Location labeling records
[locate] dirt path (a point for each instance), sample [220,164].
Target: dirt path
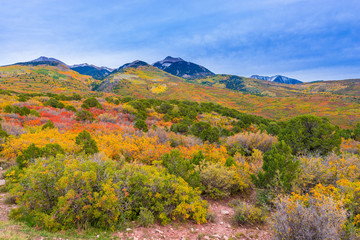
[222,228]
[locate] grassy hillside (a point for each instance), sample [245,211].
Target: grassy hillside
[267,99]
[43,78]
[337,100]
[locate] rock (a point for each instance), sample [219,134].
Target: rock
[225,212]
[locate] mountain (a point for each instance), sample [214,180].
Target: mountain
[277,78]
[92,70]
[43,75]
[44,61]
[181,68]
[134,64]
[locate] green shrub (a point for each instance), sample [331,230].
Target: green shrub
[146,217]
[22,111]
[49,125]
[246,213]
[52,102]
[141,124]
[217,180]
[310,133]
[176,164]
[35,113]
[23,98]
[179,128]
[3,133]
[8,109]
[75,192]
[91,102]
[316,219]
[88,144]
[33,152]
[84,116]
[165,108]
[279,170]
[70,108]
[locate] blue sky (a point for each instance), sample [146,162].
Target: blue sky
[305,39]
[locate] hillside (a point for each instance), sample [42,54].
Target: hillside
[92,70]
[267,99]
[182,68]
[337,100]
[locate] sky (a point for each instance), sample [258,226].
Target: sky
[304,39]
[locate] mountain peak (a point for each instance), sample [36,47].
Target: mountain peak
[92,70]
[181,68]
[134,64]
[277,78]
[46,59]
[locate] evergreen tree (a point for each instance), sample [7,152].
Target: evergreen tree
[88,144]
[279,169]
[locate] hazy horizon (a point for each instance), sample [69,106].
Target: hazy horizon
[300,39]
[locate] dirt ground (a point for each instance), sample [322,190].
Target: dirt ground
[221,228]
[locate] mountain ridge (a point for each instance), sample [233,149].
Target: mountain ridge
[182,68]
[277,78]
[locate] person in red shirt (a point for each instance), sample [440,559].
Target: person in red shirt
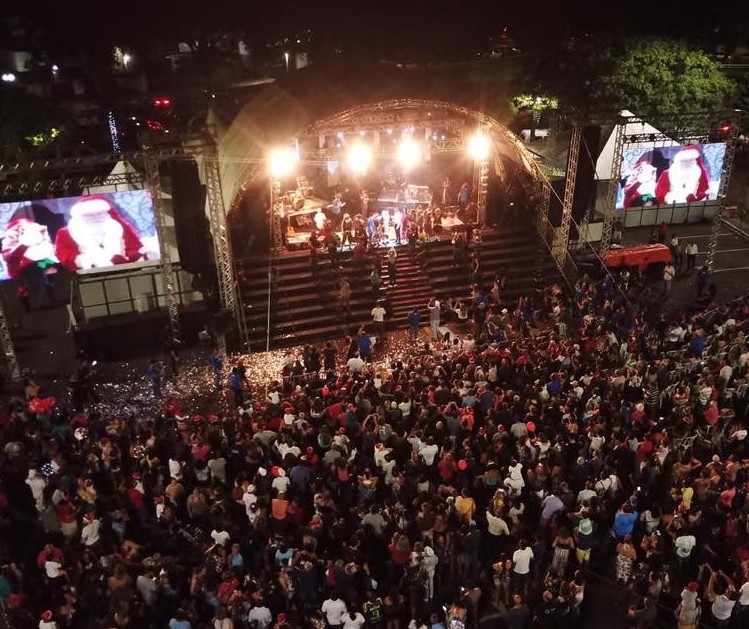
[712,413]
[446,468]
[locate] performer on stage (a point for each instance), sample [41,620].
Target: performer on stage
[686,180]
[347,228]
[336,207]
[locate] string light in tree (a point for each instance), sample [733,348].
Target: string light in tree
[114,134]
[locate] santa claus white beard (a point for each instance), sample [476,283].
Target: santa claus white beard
[104,236]
[684,181]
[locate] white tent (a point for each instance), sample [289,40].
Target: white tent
[123,178]
[634,126]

## Aim
Can you turn all the records above into a numbered list, skipping any blank lines and leaving the pictures out of your answer?

## The response
1. [locate] dirt path (a point for each instance), sample [220,164].
2. Target: dirt path
3. [222,228]
4. [locate] grassy hillside (a point for each instance), sample [245,211].
5. Target: grassy hillside
6. [267,99]
7. [43,78]
8. [337,100]
9. [locate] rock (a point for each instance), sample [219,134].
10. Target: rock
11. [225,212]
12. [locate] mountain (a point for each instance), sample [214,180].
13. Target: mountain
14. [277,78]
15. [92,70]
16. [43,75]
17. [44,61]
18. [181,68]
19. [134,64]
20. [locate] green shrub (a point for each instance), sample [331,230].
21. Target: green shrub
22. [146,217]
23. [22,111]
24. [49,125]
25. [246,213]
26. [52,102]
27. [141,124]
28. [217,180]
29. [310,133]
30. [176,164]
31. [35,113]
32. [23,98]
33. [179,128]
34. [3,133]
35. [8,109]
36. [75,192]
37. [91,102]
38. [316,219]
39. [88,144]
40. [33,152]
41. [84,116]
42. [165,108]
43. [279,170]
44. [70,108]
45. [locate] blue sky (a point for each instance), sample [146,162].
46. Target: blue sky
47. [305,39]
48. [locate] hillside (a point for each instance), sample [42,54].
49. Target: hillside
50. [92,70]
51. [267,99]
52. [182,68]
53. [337,100]
54. [locate] sky (a point for each instance), sample [258,226].
55. Target: sky
56. [304,39]
57. [locate] mountain peak (a point for each instance), sample [36,47].
58. Target: mountain peak
59. [92,70]
60. [181,68]
61. [134,64]
62. [277,78]
63. [46,59]
64. [locate] evergreen tree (a point for each instance), sample [7,152].
65. Target: evergreen tree
66. [88,144]
67. [279,169]
68. [locate] hazy horizon (a point for each instance), sample [69,106].
69. Target: hazy horizon
70. [300,39]
71. [locate] dirt ground (a point for each instance), sample [322,190].
72. Target: dirt ground
73. [221,228]
74. [locate] mountain ridge (a point for each instance), sample [233,149].
75. Target: mountain ridge
76. [182,68]
77. [277,78]
78. [locate] person in red shirt (a point for each instance), sample [440,559].
79. Target: person in red shirt
80. [712,413]
81. [446,468]
82. [locate] performer on stage (a point for each instance), sample [41,620].
83. Target: performer on stage
84. [686,180]
85. [347,228]
86. [336,207]
87. [locate] string light in tree (a point for each instance), sample [733,348].
88. Target: string light in tree
89. [114,134]
90. [locate] santa claus white beard (a point for each instance), sample [476,283].
91. Target: santa claus white beard
92. [104,236]
93. [684,181]
94. [locate] white tent (a point for each instance), sample [289,40].
95. Target: white tent
96. [123,178]
97. [634,126]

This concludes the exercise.